**Work required**
When you transcribe the data below, reproduce every line exactly and leave each picture out.

**Supplied records**
◇ ◇ ◇

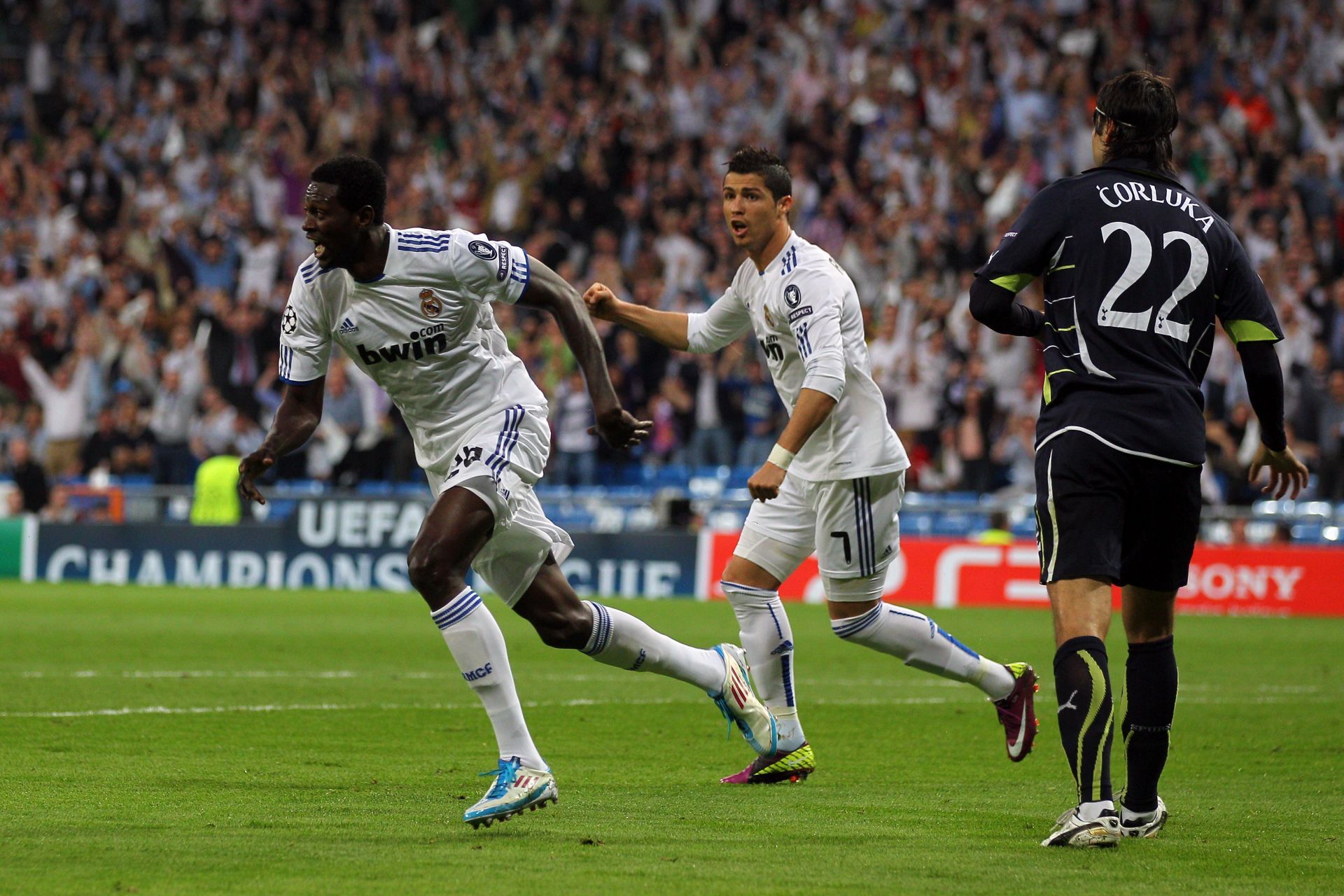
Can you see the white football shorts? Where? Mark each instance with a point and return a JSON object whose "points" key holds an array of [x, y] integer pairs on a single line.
{"points": [[500, 461], [851, 524]]}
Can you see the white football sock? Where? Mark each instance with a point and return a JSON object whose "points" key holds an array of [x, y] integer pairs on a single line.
{"points": [[479, 649], [920, 643], [628, 643], [768, 638]]}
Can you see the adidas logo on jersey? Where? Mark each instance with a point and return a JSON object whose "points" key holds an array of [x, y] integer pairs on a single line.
{"points": [[432, 340], [476, 675]]}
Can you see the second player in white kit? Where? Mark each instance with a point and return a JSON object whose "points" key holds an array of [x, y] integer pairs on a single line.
{"points": [[412, 308], [835, 480]]}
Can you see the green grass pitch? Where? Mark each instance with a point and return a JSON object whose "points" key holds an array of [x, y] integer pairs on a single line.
{"points": [[324, 743]]}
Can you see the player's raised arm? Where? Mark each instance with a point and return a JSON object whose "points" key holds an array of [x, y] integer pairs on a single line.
{"points": [[296, 418], [667, 328], [822, 347], [549, 292], [706, 332], [304, 351], [1022, 255], [1250, 321]]}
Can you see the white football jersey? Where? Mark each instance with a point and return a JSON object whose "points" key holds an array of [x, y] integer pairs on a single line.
{"points": [[424, 331], [806, 314]]}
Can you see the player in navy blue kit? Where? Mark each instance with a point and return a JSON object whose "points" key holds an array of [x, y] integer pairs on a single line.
{"points": [[1136, 270]]}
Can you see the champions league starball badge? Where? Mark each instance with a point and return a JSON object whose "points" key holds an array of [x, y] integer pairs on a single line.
{"points": [[430, 304]]}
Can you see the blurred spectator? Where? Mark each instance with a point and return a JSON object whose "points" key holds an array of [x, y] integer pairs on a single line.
{"points": [[574, 458], [710, 442], [1331, 440], [64, 398], [169, 422], [29, 477]]}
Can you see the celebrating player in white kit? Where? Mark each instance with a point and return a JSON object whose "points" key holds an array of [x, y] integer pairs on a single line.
{"points": [[835, 479], [413, 309]]}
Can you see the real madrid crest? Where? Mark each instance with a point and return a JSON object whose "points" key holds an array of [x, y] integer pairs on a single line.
{"points": [[430, 302]]}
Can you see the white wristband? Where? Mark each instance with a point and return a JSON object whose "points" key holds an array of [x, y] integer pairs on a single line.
{"points": [[781, 457]]}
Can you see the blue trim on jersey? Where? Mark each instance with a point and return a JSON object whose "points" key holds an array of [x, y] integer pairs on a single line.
{"points": [[804, 342], [527, 274], [311, 277]]}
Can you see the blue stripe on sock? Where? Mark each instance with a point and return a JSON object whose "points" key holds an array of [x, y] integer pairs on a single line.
{"points": [[854, 626], [749, 589], [601, 628], [457, 610], [463, 598], [958, 643]]}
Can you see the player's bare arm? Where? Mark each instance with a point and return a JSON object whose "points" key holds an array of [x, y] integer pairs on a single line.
{"points": [[811, 412], [549, 292], [298, 416], [668, 328], [997, 309], [1265, 387]]}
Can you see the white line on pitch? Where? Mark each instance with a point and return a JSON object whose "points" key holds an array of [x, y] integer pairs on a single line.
{"points": [[534, 704]]}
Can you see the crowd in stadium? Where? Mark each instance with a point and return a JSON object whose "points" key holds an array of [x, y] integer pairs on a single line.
{"points": [[155, 156]]}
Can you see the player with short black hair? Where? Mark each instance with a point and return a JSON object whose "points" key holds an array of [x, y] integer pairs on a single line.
{"points": [[412, 308], [758, 160], [1136, 270], [835, 480]]}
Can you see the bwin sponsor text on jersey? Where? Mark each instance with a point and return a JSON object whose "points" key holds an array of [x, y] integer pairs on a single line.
{"points": [[432, 340]]}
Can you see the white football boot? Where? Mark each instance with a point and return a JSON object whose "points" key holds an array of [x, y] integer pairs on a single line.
{"points": [[515, 789]]}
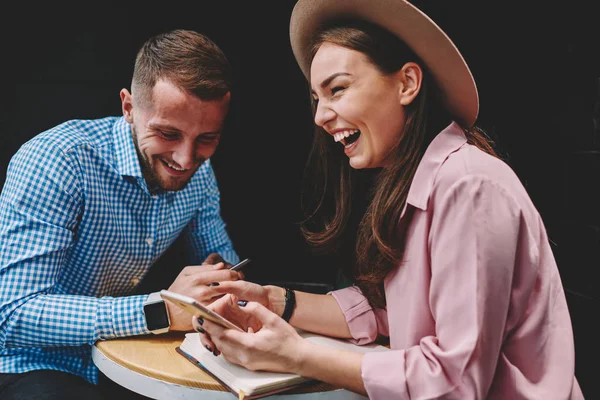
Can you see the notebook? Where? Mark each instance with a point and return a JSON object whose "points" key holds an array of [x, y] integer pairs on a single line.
{"points": [[247, 384]]}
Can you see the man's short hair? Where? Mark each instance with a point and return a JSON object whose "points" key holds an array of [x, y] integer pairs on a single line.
{"points": [[186, 58]]}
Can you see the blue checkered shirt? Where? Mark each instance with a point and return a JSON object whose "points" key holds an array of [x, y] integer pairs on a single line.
{"points": [[78, 230]]}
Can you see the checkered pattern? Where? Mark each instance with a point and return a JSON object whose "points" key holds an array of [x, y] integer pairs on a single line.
{"points": [[78, 231]]}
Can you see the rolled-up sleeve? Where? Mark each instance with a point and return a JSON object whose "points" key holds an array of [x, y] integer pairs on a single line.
{"points": [[476, 233], [365, 322]]}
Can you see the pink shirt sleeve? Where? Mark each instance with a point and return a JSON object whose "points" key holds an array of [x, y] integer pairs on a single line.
{"points": [[365, 322], [476, 233]]}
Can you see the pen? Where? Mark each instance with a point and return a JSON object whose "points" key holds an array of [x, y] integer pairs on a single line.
{"points": [[240, 265]]}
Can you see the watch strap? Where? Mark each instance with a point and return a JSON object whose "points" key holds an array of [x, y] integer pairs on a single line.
{"points": [[290, 304]]}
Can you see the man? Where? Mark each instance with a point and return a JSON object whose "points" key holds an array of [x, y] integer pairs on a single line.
{"points": [[89, 205]]}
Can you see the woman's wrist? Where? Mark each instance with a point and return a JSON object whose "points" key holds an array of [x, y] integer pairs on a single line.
{"points": [[276, 297]]}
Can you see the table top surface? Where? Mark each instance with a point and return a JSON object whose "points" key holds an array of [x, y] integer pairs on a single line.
{"points": [[156, 356]]}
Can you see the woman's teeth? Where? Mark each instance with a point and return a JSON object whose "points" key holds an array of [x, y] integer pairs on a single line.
{"points": [[341, 135]]}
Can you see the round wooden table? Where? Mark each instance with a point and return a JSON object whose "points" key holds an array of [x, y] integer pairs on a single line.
{"points": [[150, 366]]}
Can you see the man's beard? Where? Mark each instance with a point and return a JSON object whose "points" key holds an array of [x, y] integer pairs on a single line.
{"points": [[153, 180]]}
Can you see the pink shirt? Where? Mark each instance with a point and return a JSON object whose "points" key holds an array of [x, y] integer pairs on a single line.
{"points": [[476, 308]]}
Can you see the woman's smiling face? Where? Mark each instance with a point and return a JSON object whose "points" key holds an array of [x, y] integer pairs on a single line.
{"points": [[360, 107]]}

◇ ◇ ◇

**Response**
Can you see the white football shorts? Where? Mark each instance with a point and return a JSON object whose "points" key holds an array of [x, y] integer pairs on a single line.
{"points": [[500, 461], [851, 524]]}
Can you see the white football sock? Where? Mark each instance with a point and return a JSON object whose "points" key holds an array of [x, y] integer pairs on a single line.
{"points": [[479, 649], [920, 643], [628, 643], [768, 638]]}
Can you see the adidas logo on jersey? Where? Mark each instance with a point and return a JSON object whose "points" key holds an array of [x, y] integer pairs on a single line.
{"points": [[432, 340], [476, 675]]}
Can you see the second player in white kit? Where? Mark each instance with a point and return a JSON object whose "points" key holds an array of [x, y] integer pairs on a single line.
{"points": [[412, 308], [835, 480]]}
Can you see the green grass pitch? Where? Mark each instance with a point and return a JSON object whose "points" key holds an array of [x, y] integer pairs on a single line.
{"points": [[324, 743]]}
Can you see the player's raised arm? Where? Mark each instance with a point and return a JSON object whose "points" key holds an array of [x, y] integer pairs on a single line.
{"points": [[296, 418], [667, 328], [822, 347], [549, 292], [706, 332], [304, 351], [1022, 255], [1250, 321]]}
Can you see the white football jersey? Where? Mark each instance with a point and return a JSON object whose "points" key holds an array of [x, y] integer pairs on a single line.
{"points": [[424, 331], [806, 314]]}
Can you see the player in navy blue kit? Where? Mark each instance with a point and return a JSON object whose "points" key holds an array of [x, y] integer pairs on a single line.
{"points": [[1136, 270]]}
Can you see the champions league starball badge? Where? Mark each instance with a point and return a JSON object whose "points" key holds an array of [x, y] integer pairs on a single line.
{"points": [[430, 304]]}
Can you see the blurred spectator? Where? Mark each instance with a point and return a JSON object whose "points" key holds an array of [x, y] integer pairs on a single line.
{"points": [[574, 458], [710, 442], [1331, 440], [64, 398], [169, 422], [29, 477]]}
Can you see the celebrating player in white kit? Where? Mark each instance with a point and return a JSON object whose "points" key holds an array of [x, y] integer pairs on a single line.
{"points": [[835, 479], [413, 309]]}
Can you see the real madrid crest? Where? Mark each instance with a point and return a JSON object whose "points" key holds an array of [x, y] integer pairs on a single line.
{"points": [[430, 302]]}
Can you see the white wristband? Where? Mark each instance with a point and return a JSON object whose "points" key holds an array of [x, y] integer pairs on a single line.
{"points": [[781, 457]]}
Can you see the blue trim on jersey? Where? Mark each instance with a point and return a JSON object whose "points" key holds an array of [x, y] integer pairs on a single line.
{"points": [[804, 342], [527, 274], [311, 277]]}
Can you see the blue stripe on sock? Where? Mark each instance with a point and return a JSON object whose "points" key holds an array of [x, y] integer pairs on a single line.
{"points": [[854, 626], [749, 589], [601, 628], [457, 610], [463, 598], [958, 643]]}
Can you see the player's bare arm? Where? Mark each instance with a point and return a JSON object whose "points" key holds an array of [x, y] integer pairs on a single line.
{"points": [[811, 412], [549, 292], [298, 416], [668, 328], [997, 309], [1265, 387]]}
Can you see the white line on pitch? Where? Mark each instance with a point and return a JSON object whose "points" key holds an array of [x, y] integer pairs on a single line.
{"points": [[534, 704]]}
Can you see the crowd in stadium? Where? Mark each instance with a point and return a JSON object whose "points" key holds an array of [x, y] integer pairs on a single line.
{"points": [[155, 156]]}
Can you see the player with short black hair? Where? Mark each instance with a point and return a JSON object whose "points" key holds an array of [x, y] integer pairs on a single line.
{"points": [[412, 308], [758, 160], [1136, 270], [835, 480]]}
Can you see the bwin sponsor text on jersey? Where? Mark each instance with a point and return a JSON object whose "points" key holds an array of [x, y] integer pairs on a single line.
{"points": [[432, 340]]}
Can you see the white football boot? Where? Mark each instance with a point and return a JSON object whose "points" key holds an array of [x, y] integer pairs on a single line.
{"points": [[515, 789]]}
Can you see the notebook? Where? Mark each instance with a point and return a JSON object whose "points" key holds an array of [x, y] integer pairs on a single line.
{"points": [[247, 384]]}
Can you see the man's short hair? Where? Mark each instance with a point and return a JSON object whose "points" key holds an array of [x, y] integer pairs on a single line.
{"points": [[186, 58]]}
Can you see the blue checkered shirt? Where? Mark each instance with a point and return a JSON object whose "points" key holds an array of [x, y] integer pairs on a single line.
{"points": [[78, 230]]}
Can you see the checkered pattern? Where? Mark each instance with a point and return a JSON object whose "points" key holds an array of [x, y] integer pairs on a single line.
{"points": [[78, 231]]}
Can you see the rolled-up sleeve? Where? Mark each instance with a point and return a JSON object whose "points" key holds an array of [x, y] integer pairs on a single line.
{"points": [[476, 233], [365, 322]]}
Can you see the pink shirt sleeve? Where? Mark each instance with a point and return a JSON object whose "points" key holds an array of [x, y] integer pairs on a single line.
{"points": [[365, 322], [476, 233]]}
Can you see the pen? Where? Mark each instance with a point and return a JSON object whose "points" key holds an array of [x, y] integer pairs on a single line.
{"points": [[240, 265]]}
Can you see the watch strap? Where? Mark each instance with a point and return a JSON object whose "points" key holds an array of [x, y] integer pairs on a single line.
{"points": [[290, 304]]}
Can you see the man? Where? Mark each instance with a point and return a JSON object whose "points" key holds an array of [x, y] integer pairs on a single line.
{"points": [[89, 205]]}
Can you see the woman's wrist? Where? Mark each instance with a point and return a JSON object whose "points" key holds an array of [x, y] integer pairs on a single line.
{"points": [[276, 297]]}
Can you see the table top surface? Where? Mark each instance with a point and return a JSON object whose "points" key holds an array of [x, y] integer pairs on a single line.
{"points": [[156, 356]]}
Can you see the woman's teeth? Where? Mark each instance with a point and return a JSON object whose "points" key holds an array of [x, y] integer pairs on a single line.
{"points": [[341, 135]]}
Can you see the round wooden table? Where? Mark each instance with a point and return a JSON object whose "points" key holds an array of [x, y] integer pairs on a single line.
{"points": [[150, 366]]}
Can you see the man's beard? Where? Mark each instance with a point and return a JSON object whose "points" key holds an array of [x, y] integer pairs on a single line.
{"points": [[153, 180]]}
Can you see the pink shirt? Where? Mark each instance with a point and return a JSON object whose "points" key holds an array of [x, y] integer pairs on a single line.
{"points": [[476, 308]]}
Can you see the woman's smiling face? Where? Mark each instance with a point and return a JSON object whose "points" key holds an array of [x, y] integer pairs on a single line.
{"points": [[360, 107]]}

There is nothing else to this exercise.